▸ AIM
List every line of the data that contains the string "building", matching case exactly.

▸ TASK DATA
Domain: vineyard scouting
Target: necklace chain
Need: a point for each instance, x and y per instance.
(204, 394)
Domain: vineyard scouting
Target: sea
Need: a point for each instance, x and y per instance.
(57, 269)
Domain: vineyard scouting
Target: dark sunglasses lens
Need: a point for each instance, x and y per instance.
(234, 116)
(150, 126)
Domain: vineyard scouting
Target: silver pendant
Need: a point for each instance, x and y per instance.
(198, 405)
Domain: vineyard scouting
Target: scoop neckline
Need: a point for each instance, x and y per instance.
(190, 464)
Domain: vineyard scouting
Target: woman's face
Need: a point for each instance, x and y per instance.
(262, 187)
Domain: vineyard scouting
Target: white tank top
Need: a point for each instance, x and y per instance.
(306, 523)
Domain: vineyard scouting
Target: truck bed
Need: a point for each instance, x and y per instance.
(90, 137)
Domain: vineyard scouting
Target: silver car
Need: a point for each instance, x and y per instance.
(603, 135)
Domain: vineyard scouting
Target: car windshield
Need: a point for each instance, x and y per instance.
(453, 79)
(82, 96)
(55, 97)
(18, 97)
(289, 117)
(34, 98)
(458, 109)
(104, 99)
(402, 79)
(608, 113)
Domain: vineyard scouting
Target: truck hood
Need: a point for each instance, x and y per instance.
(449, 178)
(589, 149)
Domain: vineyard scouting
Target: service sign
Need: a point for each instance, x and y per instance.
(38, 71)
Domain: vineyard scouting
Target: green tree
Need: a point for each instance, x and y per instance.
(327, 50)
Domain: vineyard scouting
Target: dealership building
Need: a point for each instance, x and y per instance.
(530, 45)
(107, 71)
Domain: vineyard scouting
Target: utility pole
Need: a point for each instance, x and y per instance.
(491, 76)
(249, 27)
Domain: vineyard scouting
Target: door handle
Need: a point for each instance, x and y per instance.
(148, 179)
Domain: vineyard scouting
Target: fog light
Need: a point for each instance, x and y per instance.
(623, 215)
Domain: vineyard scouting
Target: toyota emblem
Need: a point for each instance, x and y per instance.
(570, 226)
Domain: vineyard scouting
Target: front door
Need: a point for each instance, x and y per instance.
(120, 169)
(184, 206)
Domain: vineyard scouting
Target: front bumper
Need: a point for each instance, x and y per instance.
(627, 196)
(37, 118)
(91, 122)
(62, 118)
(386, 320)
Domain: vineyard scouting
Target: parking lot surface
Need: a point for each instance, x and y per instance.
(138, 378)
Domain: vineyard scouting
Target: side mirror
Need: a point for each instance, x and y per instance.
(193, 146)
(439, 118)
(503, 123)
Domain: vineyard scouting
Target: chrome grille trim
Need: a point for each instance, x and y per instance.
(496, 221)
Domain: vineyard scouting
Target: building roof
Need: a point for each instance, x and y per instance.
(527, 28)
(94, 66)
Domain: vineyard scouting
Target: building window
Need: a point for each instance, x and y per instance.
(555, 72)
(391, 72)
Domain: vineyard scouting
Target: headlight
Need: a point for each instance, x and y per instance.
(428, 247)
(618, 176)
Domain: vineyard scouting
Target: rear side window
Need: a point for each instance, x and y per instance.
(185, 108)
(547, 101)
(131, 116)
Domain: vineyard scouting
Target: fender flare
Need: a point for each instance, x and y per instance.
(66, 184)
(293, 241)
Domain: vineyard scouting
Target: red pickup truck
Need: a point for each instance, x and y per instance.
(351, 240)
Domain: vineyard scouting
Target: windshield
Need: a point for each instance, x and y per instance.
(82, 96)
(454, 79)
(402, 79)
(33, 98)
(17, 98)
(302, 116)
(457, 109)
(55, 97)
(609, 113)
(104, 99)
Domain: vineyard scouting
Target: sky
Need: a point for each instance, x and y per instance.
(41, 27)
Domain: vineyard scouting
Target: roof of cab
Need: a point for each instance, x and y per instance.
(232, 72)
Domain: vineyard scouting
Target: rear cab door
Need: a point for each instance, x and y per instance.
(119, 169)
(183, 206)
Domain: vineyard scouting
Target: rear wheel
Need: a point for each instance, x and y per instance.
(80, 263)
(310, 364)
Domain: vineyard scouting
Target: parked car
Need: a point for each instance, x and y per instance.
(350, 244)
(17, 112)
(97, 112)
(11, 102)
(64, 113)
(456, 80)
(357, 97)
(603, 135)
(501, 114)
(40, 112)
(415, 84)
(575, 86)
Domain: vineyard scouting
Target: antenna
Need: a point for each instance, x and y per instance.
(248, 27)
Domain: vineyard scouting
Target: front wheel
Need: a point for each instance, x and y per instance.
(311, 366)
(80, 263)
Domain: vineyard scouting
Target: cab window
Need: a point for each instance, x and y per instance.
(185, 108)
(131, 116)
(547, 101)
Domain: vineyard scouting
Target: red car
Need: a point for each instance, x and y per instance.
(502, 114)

▸ CORRECT RESPONSE
Target: dealership building
Target: building roof
Target: building window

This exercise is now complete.